## Problem set
1. Using the Beck album review, explain why the reviewer reads the stark simplicity of the lyrics as deliberate.
2. In the Beck album review, how many of the 15 lines of "Wave" consist solely of the word "isolation"?
3. Quote the stretch of the Beck album review from "What does all" through "between competing genres.".
====== Text under study ======
All those Gainsbourgian strings certainly aren’t propping up any feverish narrative here, however — anybody looking for Beck the abstruse poet will be as disappointed as those hoping he’ll break out some old skate-punk moves. A few fleeting instances of sound poetry aside (“guns are falling”; “a symbol of your exegesis / And a full-length mirror”), these lyrics are simplistic to a stark degree: Of the 15 lines making up the yawning “Wave,” four of them consist solely of the word “isolation,” begging comparison to Dylan’s equally minimalistic “All the Tired Horses.” And the few times verses do get specific, they’re yoked to prosperity gospel homilies (“turn away from the weight of your past”; “cut me down to size / So I can fit inside”). Yet it’s all suggestive of a careful effort to cull unnecessary flourishes, especially when Beck’s rare references to familiar cultural totems avoid nearly any context, as see a “Blue Moon” owing nothing to either Elvis Presley (an earlier nod to a “lost highway” likewise exists worlds apart from both Hank Williams and David Lynch).

The only lyrical theme appearing with any sort of consistency, in fact, involves the sun’s angle and repose (“reaching for sunlight,” “high as the light of day,” “rays of the sinking sun,” “when the morning comes to meet you”), SoCal imagery that nicely compliments the obvious homages made throughout to various Laurel Canyon artifacts. In case you think this overstates the case, some grad student could easily assemble a decent dissertation proposal on Morning Phase‘s similarities with Neil Young’s Harvest alone, from the tangential (both sessions plagued by back injuries) to the sequential (the mostly-acoustic Harvest eventually spawned all-acoustic sequel Harvest Moon decades later) to the specific (Waronker’s thud-thud-chick drum patterns on “Country Down” eerily echo Kenny Buttrey’s on “Out on the Weekend”). But there are also broader nods to ’60s icons like George Harrison (album closer “Waking Light” finishes with Abbey Road guitar flourishes), the Byrds (“Blackbird Chain” contains hints of Roger McGuinn’s circular “Bells of Rhymney” riff), and, perhaps most surprisingly, Simon & Garfunkel (those choirboy harmonies adorning “Turn Away” only highlight the lovely melody’s debt to “El Cóndor Pasa”).

What does all this studio perfectionism add up to? A sun-kissed stroll through gentle waves of melody, serenity for those seeking some winter light, and sleep aids for those who think West Coast rock went off the rails between the formation of CSN and the first rumblings of X. (Those sympathetic to the latter philosophy may not find much to snicker about when Beck notes, “I need to find someone to show me how to play it slow,” quite possibly the only joke on an album claiming few grins.) But jokes aren’t the point, and neither is BPM. No matter how enthusiastically some claim Beck as a zeitgeist-embracing pop chameleon of the Jean-Luc Godard variety, he’s far more a craftsman of the Louis Malle school: sophisticated, assured, self-aware, and incessantly torn between competing genres.

For all his voracious appetites and pomo tendencies, he has steadfastly embraced the path of the old-fashioned artist, conceiving his statements as distinct self-contained entities, with side projects scuttled off to the margins and consistency of mood a necessity. Whether he had an epiphany beneath that stormtrooper mask long ago or simply prefers a tidier oeuvre for his eventual biographers, he remains conceptual to the core. If UV-induced bliss strikes you as a worthy enough concept for immersion (and why shouldn’t it), well, submit to the reverb.
====== Provided information ======
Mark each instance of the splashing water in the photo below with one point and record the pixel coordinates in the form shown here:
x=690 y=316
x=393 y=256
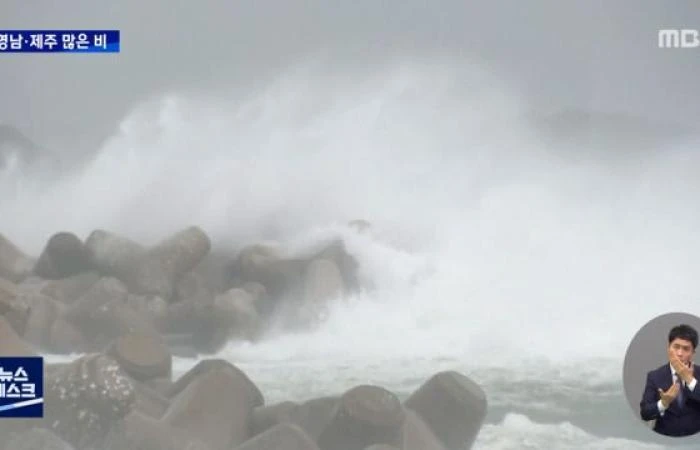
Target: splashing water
x=488 y=247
======
## Answers by task
1. The reviewer sees the simplicity as a careful effort to cull unnecessary flourishes. This shows most clearly in Beck's rare references to familiar cultural totems, which avoid nearly any context. His "Blue Moon" owes nothing to Elvis Presley, and his "lost highway" exists worlds apart from both Hank Williams and David Lynch.

2. Four.

3.
What does all this studio perfectionism add up to? A sun-kissed stroll through gentle waves of melody, serenity for those seeking some winter light, and sleep aids for those who think West Coast rock went off the rails between the formation of CSN and the first rumblings of X. (Those sympathetic to the latter philosophy may not find much to snicker about when Beck notes, “I need to find someone to show me how to play it slow,” quite possibly the only joke on an album claiming few grins.) But jokes aren’t the point, and neither is BPM. No matter how enthusiastically some claim Beck as a zeitgeist-embracing pop chameleon of the Jean-Luc Godard variety, he’s far more a craftsman of the Louis Malle school: sophisticated, assured, self-aware, and incessantly torn between competing genres.